▶ [Written exercise 1] From the Girl Effect post, list the things it says girls in poverty should be able to choose for themselves.
▶ [Written exercise 2] Print the part of the Girl Effect post between "I’ve been following" and "a blog campaign.", inclusive, without any changes.

▶ [Page]
• • • •
I’ve been following The Girl Effect project for some time now, watching their good work for men and women in less fortunate situations, and raising awareness of their work in the world. On the 4th October 2011, bloggers from all around the world will join together to raise awareness of The Girl Effect by taking part in a blog campaign.
You can find out more about The Girl Effect here.
You can learn how to create a blog post for The Girl Effect here.
Quite simply, The Girl Effect works to enable girls who live in poverty to have a better life, where they can choose for themselves where they work, who they marry and how they are educated. For many of us these things are taken for granted in our everyday lives, but a large proportion of the world’s population of girls and women do not have a choice.
• • • •
▶ [Data provided]
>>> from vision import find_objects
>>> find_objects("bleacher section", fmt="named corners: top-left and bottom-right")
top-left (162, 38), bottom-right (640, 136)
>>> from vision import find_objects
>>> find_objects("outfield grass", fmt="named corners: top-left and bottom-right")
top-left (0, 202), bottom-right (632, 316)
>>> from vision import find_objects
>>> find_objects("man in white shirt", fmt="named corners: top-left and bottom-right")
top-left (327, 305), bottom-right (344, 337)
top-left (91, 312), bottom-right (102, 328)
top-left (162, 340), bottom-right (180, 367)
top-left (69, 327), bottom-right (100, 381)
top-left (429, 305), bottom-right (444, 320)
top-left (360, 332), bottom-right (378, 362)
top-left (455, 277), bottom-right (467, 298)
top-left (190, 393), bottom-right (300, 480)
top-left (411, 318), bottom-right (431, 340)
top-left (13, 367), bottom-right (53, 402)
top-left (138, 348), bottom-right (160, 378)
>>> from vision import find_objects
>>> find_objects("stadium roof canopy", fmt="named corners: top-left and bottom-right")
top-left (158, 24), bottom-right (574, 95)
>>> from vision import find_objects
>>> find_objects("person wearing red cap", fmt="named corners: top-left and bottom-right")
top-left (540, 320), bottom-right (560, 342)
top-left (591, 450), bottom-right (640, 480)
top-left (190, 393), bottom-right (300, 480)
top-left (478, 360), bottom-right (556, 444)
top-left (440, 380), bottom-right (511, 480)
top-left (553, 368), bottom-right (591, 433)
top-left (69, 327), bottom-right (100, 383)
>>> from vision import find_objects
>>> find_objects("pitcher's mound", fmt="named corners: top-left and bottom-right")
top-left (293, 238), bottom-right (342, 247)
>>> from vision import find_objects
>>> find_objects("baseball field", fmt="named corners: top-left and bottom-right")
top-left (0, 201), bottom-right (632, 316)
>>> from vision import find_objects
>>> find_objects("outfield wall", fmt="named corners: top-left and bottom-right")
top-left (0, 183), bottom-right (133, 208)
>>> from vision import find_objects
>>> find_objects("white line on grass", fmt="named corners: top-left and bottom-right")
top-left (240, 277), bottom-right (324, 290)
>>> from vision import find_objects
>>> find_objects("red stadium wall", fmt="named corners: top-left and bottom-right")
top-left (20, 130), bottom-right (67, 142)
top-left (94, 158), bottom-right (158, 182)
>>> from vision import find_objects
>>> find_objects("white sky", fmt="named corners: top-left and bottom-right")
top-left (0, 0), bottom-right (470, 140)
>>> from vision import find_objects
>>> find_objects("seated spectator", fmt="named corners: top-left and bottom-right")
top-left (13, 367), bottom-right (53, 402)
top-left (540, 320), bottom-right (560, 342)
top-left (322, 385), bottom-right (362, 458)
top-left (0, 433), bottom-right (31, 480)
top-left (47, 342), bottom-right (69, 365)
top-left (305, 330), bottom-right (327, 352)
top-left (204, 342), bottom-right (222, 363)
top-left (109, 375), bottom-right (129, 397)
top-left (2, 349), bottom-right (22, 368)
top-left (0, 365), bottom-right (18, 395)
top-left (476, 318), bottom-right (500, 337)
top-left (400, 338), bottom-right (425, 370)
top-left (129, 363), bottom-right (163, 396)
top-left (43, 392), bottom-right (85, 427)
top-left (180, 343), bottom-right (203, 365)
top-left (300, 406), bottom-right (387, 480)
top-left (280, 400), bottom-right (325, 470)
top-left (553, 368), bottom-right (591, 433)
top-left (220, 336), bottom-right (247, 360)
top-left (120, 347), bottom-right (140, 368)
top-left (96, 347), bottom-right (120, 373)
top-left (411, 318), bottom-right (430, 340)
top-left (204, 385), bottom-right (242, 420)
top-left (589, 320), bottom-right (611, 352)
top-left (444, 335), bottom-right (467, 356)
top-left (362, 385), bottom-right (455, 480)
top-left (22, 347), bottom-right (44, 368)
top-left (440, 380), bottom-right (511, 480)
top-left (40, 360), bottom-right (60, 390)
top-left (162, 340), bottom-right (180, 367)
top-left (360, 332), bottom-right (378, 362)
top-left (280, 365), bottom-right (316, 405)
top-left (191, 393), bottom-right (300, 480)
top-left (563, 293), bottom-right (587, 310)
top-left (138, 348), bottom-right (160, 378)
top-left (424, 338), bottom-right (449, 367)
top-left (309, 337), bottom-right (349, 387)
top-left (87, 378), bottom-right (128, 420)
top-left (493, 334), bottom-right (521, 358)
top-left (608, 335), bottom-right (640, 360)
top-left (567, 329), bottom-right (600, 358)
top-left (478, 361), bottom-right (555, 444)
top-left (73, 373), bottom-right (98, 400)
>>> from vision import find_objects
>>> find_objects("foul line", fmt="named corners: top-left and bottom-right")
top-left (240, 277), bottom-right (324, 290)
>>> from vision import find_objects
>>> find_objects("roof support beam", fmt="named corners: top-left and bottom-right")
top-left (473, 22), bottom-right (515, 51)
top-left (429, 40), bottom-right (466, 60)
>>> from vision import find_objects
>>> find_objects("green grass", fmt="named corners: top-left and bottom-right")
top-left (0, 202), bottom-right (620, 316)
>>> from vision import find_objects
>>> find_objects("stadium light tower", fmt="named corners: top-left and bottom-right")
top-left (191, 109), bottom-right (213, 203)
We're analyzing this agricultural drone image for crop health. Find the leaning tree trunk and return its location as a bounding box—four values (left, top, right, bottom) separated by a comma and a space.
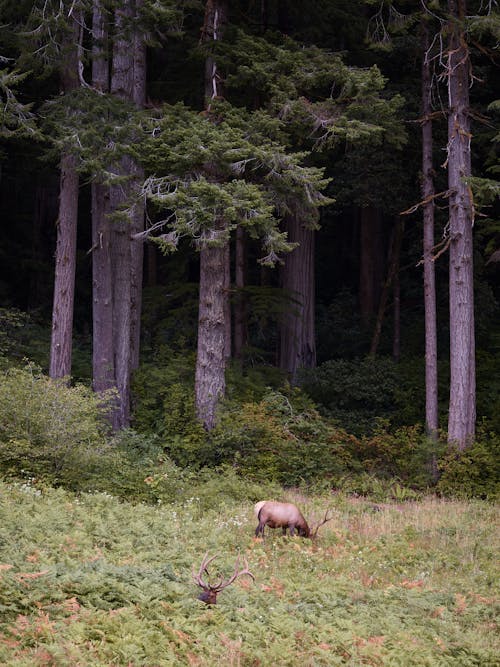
• • • •
▶ [Exercise solution 1]
- where they work
- who they marry
- how they are educated

▶ [Exercise solution 2]
I’ve been following The Girl Effect project for some time now, watching their good work for men and women in less fortunate situations, and raising awareness of their work in the world. On the 4th October 2011, bloggers from all around the world will join together to raise awareness of The Girl Effect by taking part in a blog campaign.